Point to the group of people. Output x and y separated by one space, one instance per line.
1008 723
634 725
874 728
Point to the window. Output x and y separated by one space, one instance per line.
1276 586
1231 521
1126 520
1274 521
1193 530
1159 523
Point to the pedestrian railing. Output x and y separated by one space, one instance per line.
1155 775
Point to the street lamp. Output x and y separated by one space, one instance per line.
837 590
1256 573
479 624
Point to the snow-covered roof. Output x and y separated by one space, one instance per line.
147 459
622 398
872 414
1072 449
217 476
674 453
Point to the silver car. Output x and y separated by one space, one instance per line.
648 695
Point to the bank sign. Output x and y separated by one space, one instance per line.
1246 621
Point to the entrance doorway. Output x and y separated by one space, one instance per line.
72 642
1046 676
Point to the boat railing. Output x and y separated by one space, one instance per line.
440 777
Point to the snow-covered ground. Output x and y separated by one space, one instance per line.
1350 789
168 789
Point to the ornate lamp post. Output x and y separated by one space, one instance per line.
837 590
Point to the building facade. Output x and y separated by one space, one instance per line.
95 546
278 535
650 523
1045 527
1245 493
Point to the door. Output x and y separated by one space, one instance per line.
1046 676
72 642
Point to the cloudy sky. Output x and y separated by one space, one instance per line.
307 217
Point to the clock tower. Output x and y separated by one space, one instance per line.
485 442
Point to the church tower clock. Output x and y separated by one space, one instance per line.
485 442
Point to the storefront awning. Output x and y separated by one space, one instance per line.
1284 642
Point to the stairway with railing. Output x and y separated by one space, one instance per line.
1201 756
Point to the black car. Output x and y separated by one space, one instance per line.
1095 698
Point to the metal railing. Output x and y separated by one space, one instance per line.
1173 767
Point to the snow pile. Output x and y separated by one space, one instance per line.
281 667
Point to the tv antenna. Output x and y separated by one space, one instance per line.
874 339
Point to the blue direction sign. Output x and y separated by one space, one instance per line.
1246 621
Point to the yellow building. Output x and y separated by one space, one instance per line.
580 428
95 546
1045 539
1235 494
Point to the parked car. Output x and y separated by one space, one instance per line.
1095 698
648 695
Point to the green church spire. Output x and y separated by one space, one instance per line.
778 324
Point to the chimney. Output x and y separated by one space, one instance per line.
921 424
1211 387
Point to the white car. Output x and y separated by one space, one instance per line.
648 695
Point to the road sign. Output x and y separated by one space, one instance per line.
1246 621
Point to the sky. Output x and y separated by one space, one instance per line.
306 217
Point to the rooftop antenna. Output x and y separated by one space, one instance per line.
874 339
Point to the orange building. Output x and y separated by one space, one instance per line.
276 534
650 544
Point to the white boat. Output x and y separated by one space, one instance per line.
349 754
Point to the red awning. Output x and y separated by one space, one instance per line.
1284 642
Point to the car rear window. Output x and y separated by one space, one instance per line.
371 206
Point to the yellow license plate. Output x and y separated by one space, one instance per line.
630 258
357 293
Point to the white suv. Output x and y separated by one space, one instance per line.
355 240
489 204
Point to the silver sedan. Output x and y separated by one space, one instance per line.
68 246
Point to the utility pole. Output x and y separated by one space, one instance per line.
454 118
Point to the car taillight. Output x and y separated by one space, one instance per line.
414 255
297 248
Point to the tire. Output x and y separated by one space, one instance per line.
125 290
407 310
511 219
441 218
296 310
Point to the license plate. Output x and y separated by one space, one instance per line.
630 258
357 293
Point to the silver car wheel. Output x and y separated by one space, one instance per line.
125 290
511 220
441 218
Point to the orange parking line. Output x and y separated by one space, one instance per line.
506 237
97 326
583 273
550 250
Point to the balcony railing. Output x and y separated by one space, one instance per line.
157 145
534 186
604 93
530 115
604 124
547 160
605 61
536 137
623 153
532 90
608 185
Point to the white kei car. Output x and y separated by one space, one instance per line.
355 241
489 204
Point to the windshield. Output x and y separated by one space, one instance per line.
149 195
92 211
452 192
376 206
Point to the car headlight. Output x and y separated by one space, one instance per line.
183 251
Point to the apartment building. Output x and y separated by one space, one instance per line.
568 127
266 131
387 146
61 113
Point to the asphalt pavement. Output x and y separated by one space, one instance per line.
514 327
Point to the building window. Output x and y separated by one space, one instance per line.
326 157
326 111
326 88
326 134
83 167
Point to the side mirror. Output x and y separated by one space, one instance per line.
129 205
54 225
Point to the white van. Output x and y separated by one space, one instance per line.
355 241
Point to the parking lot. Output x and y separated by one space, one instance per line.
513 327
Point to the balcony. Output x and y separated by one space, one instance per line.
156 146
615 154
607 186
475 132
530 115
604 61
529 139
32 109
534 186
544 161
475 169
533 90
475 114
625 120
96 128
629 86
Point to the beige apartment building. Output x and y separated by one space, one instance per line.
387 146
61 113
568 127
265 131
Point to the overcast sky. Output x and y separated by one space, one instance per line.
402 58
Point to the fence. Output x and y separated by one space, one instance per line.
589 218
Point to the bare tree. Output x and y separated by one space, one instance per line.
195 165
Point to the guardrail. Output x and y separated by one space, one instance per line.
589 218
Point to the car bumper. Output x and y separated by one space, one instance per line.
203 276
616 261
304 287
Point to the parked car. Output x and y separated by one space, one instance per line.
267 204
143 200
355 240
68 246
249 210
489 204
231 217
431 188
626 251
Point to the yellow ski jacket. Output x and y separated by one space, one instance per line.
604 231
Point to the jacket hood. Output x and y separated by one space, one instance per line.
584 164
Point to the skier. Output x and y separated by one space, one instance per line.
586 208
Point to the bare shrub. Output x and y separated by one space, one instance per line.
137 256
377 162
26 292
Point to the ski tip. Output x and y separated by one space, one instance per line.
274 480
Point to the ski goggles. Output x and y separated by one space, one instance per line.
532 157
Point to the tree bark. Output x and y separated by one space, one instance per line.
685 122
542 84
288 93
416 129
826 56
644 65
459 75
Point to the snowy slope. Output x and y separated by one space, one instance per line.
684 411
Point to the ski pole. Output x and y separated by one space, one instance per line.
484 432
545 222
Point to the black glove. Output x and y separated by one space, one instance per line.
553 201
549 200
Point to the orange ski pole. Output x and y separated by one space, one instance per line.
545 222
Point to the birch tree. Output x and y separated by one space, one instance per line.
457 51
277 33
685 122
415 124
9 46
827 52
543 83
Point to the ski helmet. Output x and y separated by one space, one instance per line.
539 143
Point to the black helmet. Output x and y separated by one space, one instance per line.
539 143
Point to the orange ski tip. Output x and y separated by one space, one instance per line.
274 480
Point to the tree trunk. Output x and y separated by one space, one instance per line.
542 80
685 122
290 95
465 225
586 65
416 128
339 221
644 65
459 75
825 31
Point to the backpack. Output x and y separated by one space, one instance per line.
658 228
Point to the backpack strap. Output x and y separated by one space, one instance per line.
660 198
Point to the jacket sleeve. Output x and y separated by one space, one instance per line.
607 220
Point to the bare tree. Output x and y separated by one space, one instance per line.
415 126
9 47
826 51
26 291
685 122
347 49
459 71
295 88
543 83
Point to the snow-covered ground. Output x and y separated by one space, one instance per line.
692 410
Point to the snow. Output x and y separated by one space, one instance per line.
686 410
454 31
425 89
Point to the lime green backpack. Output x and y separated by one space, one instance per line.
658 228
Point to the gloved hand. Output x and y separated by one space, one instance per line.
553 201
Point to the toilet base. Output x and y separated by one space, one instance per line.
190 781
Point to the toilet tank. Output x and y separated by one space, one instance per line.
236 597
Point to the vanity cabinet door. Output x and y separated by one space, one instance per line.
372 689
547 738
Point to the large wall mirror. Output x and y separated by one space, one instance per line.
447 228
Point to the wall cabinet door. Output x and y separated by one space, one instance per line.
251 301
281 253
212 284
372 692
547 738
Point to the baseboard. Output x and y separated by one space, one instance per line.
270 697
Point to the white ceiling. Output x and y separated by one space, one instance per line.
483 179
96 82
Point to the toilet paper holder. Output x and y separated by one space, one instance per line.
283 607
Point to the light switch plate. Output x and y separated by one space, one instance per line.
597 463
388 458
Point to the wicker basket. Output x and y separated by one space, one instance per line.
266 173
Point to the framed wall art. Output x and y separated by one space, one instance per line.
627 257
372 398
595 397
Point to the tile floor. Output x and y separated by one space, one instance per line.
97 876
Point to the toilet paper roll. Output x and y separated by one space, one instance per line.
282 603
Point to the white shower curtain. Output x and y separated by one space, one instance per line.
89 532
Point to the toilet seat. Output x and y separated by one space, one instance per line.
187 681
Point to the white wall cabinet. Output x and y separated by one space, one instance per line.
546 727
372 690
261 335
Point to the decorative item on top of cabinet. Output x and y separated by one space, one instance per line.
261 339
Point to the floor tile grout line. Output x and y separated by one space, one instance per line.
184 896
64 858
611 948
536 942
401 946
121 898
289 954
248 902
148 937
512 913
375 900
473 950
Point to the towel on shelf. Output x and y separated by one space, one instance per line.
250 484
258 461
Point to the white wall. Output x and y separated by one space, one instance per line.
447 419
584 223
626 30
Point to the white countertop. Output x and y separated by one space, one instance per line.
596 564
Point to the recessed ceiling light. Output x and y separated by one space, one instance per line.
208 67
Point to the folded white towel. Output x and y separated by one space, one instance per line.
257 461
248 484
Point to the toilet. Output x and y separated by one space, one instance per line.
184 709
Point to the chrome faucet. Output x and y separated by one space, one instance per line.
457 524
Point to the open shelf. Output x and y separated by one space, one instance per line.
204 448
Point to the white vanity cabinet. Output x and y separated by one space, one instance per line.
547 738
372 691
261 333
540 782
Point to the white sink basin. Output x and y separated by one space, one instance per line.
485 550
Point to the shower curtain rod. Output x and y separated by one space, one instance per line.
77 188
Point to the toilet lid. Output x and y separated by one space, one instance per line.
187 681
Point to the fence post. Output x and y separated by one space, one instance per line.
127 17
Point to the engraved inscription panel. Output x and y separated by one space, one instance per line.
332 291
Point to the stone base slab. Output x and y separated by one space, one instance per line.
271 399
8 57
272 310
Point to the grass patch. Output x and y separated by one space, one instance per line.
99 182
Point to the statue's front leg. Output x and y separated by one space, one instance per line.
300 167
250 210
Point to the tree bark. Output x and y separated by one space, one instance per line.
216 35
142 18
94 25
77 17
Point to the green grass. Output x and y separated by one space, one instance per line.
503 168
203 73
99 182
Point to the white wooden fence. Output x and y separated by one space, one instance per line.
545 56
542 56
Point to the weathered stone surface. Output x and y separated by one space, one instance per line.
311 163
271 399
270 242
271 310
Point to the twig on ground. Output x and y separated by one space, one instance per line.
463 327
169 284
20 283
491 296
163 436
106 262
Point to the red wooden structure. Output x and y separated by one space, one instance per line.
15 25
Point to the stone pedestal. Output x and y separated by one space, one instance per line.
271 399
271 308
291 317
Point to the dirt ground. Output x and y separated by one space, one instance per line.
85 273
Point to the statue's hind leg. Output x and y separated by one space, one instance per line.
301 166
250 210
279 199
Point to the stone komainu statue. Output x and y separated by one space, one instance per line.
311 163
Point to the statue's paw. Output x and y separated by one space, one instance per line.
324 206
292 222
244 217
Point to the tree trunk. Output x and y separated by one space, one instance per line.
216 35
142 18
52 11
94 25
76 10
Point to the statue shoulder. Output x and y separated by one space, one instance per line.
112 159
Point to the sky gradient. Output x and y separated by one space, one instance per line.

■ ■ ■

What you are asked to do: Retype exactly the lines from the one containing "Point to the dirt" through the last line of the records above, including both.

Full output:
Point to the dirt ground. Output x and y separated by one space, one instance per line.
85 273
Point to the statue's hind leg. Output x and y separated by one space, one instance per line.
301 166
250 210
279 199
Point to the stone komainu statue. Output x and y separated by one space, one instance per line.
311 163
Point to the statue's paw. Output x and y separated by one space, one instance per line.
324 206
292 222
244 217
Point to the tree trunk. Output x and y separated by one space, one instance per line.
216 35
142 18
52 11
94 25
76 10
Point to the statue shoulder. Output x and y separated by one space, one instance per line.
112 159
Point to the sky gradient. Output x and y separated by one space, one instance per line.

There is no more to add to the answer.